_WHAT THIS EXERCISE ASKS_:
A: In the passage on drug-coated stents, which company makes paclitaxel?
B: Write out the part of the drug-coated stent passage that begins at the words "The other main" and ends after the words "in the artery.".

_DOCUMENT TEXT_:
┄┄┄┄┄┄┄┄┄┄┄┄┄┄┄┄┄┄┄┄

The other main approach is coating stents with paclitaxel, but not in the high doses that proved dangerous. Boston Scientific Corp., based in Natick, uses a polymer to stick paclitaxel onto its stent. In the pilot study of 61 patients, researchers found zero restenosis after six months of follow-up. A larger study of about 500 patients “provided further support for the safety of paclitaxel,” says company spokesman Paul Donovan. The paclitaxel stent also seems to prevent restenosis, a third study shows, as a stent placed inside a stent already in the artery.

Boston Scientific’s most important study, TAXUS IV, which involves more than 1,000 patients at 80 medical centers, is still underway, but the company is optimistic: “We plan to launch a drug-coated stent in Europe this year and in the U.S. next year,” Donovan says.

The third main contender for bringing a drug-coated stent to the U.S. market is Guidant/Cook. Like Boston Scientific, Guidant/Cook uses paclitaxel to coat its stents. But therein lies a problem. Boston Scientific and Guidant/Cook squared off in court last week over distribution rights for stents coated with paclitaxel, which is made by a company called Angiotech Pharmaceuticals in Vancouver, Canada. Although a federal court ruled in favor of Boston Scientific, Guidant/Cook has vowed to appeal. Guidant is currently conducting a trial of its paclitaxel stent in more than 1,000 patients in a study called DELIVER, which is now in its follow-up phase. To a degree unusual in medical circles, cardiologists believe that even the first coated stents to reach the U.S. market will bring vast improvements to America’s heart patients. “Who knows?” says Edelman of MIT. “New delivery strategies may bring us to the day when we not only do not need coatings on stents, we may not need the stents, either.”

┄┄┄┄┄┄┄┄┄┄┄┄┄┄┄┄┄┄┄┄

Collected data entries

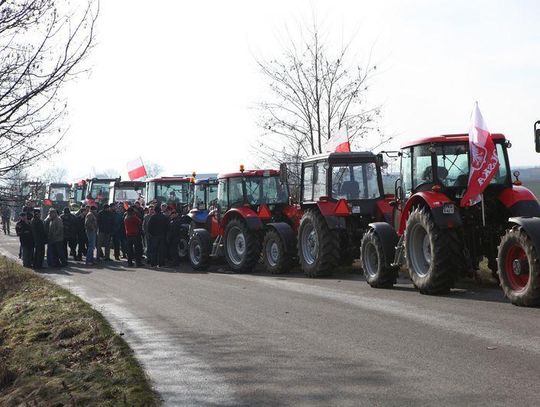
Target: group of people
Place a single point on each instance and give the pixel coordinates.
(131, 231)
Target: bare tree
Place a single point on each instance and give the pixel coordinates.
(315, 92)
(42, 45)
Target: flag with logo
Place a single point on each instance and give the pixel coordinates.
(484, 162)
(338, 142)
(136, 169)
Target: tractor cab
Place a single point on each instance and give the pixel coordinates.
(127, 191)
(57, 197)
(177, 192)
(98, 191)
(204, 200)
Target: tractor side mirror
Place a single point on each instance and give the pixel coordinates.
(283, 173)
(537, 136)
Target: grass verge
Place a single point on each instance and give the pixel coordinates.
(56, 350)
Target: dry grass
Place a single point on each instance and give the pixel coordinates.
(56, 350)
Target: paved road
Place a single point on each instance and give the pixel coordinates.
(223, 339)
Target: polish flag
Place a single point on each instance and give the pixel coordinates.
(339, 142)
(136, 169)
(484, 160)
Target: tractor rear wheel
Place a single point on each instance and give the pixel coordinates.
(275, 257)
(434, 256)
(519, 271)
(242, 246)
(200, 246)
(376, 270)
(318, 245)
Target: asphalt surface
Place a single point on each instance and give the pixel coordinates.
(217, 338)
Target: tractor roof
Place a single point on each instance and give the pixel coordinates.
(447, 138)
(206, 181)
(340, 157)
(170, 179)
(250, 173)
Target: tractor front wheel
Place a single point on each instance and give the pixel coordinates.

┄┄┄┄┄┄┄┄┄┄┄┄┄┄┄┄┄┄┄┄

_EXPECTED OUTPUTS_:
A: Angiotech Pharmaceuticals, in Vancouver, Canada.

B:
The other main approach is coating stents with paclitaxel, but not in the high doses that proved dangerous. Boston Scientific Corp., based in Natick, uses a polymer to stick paclitaxel onto its stent. In the pilot study of 61 patients, researchers found zero restenosis after six months of follow-up. A larger study of about 500 patients “provided further support for the safety of paclitaxel,” says company spokesman Paul Donovan. The paclitaxel stent also seems to prevent restenosis, a third study shows, as a stent placed inside a stent already in the artery.